Text provided →
========================================

If we zoom in on the 2022 results, where the market was weaker, we can see that ETB's total NAV returns were limited relative to FFA's. ETB was down less than 13% that year, and FFA was down just over 16%. 2018 was another losing year for the broader market and once again showed that ETB did come out on top a bit, with a total NAV return decline of around -6.7% and FFA at a decline of around -9.5%.

The market also recently had another fantastic year, closing out 2023. This, too, saw FFA outperform as the total NAV return came to 20.49% for the year compared to ETB's 17.6%. Both clearly delivered strong results, but reflecting once again, the higher overwrite of ETB's portfolio is going to cap results.

That's where the primary risk comes in for swap trades; these two aren't necessarily the most ideal swap partners. Should FFA continue to perform significantly better, then the spread in terms of the discount between the two might not be enough.

With all that being said, here is another interesting angle to consider for why this swap potentially makes sense. We know that ETB underperforms when the market is in full bull rally mode. What is more important is the pace of the rise, though; ETB writes options with some upside allowed before being called away.

2023 just closed, with the broader market having a significant rally that pushed nearly 25% . Historically speaking, double-digit returns two years in a row are fairly common. What isn't too common is the 20%+ returns in back-to-back years. That means having another smashing year for the market in which ETB would materially underperform is a low probability. Therefore, I'd tend to lean toward ETB and FFA being able to perform nearly identically over the coming year.

========================================

Excerpted data →
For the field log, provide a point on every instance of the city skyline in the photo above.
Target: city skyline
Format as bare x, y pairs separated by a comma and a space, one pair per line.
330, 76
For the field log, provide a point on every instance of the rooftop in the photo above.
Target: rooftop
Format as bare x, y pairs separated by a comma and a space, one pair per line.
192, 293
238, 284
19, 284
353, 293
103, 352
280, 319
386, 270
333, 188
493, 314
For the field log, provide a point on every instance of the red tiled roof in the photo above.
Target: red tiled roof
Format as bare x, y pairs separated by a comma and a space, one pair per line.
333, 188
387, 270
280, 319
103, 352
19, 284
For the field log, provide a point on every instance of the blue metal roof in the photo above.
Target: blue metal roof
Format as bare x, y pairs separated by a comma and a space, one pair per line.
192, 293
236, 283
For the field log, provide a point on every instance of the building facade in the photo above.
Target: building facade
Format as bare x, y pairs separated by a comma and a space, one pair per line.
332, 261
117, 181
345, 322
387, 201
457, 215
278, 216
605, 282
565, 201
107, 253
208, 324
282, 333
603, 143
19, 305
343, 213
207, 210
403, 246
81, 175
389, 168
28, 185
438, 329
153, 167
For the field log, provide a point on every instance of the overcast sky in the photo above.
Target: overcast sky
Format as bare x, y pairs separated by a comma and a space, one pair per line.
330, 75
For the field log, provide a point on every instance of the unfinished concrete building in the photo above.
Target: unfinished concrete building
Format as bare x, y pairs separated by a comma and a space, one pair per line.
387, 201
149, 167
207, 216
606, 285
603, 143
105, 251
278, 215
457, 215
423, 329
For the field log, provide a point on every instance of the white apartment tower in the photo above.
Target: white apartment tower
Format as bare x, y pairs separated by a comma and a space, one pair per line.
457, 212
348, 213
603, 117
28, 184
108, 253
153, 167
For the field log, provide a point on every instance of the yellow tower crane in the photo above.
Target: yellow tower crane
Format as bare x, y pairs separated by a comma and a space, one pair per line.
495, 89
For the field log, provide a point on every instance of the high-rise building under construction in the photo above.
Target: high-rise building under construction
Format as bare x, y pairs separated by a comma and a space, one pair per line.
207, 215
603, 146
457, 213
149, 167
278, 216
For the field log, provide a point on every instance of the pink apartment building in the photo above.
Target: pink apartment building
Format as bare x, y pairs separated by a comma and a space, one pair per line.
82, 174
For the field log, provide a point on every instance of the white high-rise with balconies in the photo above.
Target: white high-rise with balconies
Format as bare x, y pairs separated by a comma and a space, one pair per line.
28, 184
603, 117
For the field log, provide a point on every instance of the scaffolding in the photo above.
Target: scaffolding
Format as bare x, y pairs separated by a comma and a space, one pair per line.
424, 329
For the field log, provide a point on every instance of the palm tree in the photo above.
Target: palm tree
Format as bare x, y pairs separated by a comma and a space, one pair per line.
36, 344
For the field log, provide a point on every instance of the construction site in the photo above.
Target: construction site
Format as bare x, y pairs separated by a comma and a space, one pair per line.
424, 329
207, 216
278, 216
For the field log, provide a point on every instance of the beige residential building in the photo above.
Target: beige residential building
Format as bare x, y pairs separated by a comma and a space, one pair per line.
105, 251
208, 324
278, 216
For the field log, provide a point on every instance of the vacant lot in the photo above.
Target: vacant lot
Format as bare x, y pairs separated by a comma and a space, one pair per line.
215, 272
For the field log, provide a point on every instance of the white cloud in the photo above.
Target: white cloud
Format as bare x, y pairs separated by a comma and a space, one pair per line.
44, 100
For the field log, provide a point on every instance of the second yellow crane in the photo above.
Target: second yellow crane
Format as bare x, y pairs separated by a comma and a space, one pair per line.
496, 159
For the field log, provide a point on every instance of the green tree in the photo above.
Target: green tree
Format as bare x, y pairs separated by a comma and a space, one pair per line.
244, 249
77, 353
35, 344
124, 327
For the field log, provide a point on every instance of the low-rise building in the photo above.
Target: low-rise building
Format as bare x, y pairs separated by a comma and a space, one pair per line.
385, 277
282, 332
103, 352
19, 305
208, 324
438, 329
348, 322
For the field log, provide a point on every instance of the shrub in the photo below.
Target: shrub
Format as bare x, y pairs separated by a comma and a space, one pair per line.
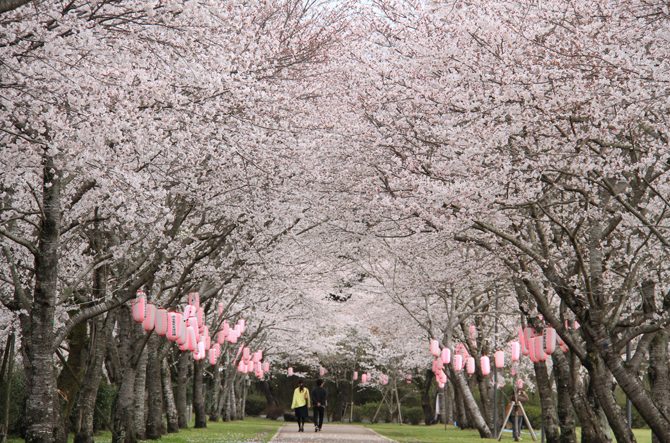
413, 415
274, 412
255, 405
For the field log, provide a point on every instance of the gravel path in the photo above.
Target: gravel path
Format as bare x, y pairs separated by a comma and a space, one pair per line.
330, 433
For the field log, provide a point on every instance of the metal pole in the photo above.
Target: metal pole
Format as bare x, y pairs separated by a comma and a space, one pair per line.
629, 405
495, 369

========================================

Requirements →
1. Copy the stretch of the ETB and FFA passage from "With all that" through "being called away." word for word.
2. Scale the rows from the line containing "green tree in the photo above." through the end of the rows, and write all of those lines again with the requests included. Multiply every coordinate in the answers by 1.25, round to whole numbers with halves going up, and leave out the picture.

Answers in order →
1.
With all that being said, here is another interesting angle to consider for why this swap potentially makes sense. We know that ETB underperforms when the market is in full bull rally mode. What is more important is the pace of the rise, though; ETB writes options with some upside allowed before being called away.

2.
For the field log, provide a point on every instance of the green tree in the photo above.
Target: green tree
Format as bare x, y pairs separated by a comma and a space, one pair per line.
305, 311
96, 441
44, 430
155, 409
For the field log, provide a point on every instance of the low-rise building in the photo above.
Target: low-rise building
Format as bare x, y pairs separated by a comma and a space, one pair per line.
481, 346
353, 415
129, 440
24, 381
260, 405
548, 411
435, 403
For the field log, provide a point on every instance of the shrub in the photo below.
Target: shrub
Format as bare x, y pairs separated by a comma and a space, one pair per line.
516, 519
343, 515
319, 506
For the field log, provide a point on every instance of the gravel path in the photo above.
Target: gravel path
Format as bare x, y pairs separated by a comma and a space, one pair per line.
413, 541
For the field log, provide a point on every instance of the metal pole in the photo above.
Target: metal pole
Format as bare x, y pairs separated by a comma and a space, one pair per line.
786, 506
619, 461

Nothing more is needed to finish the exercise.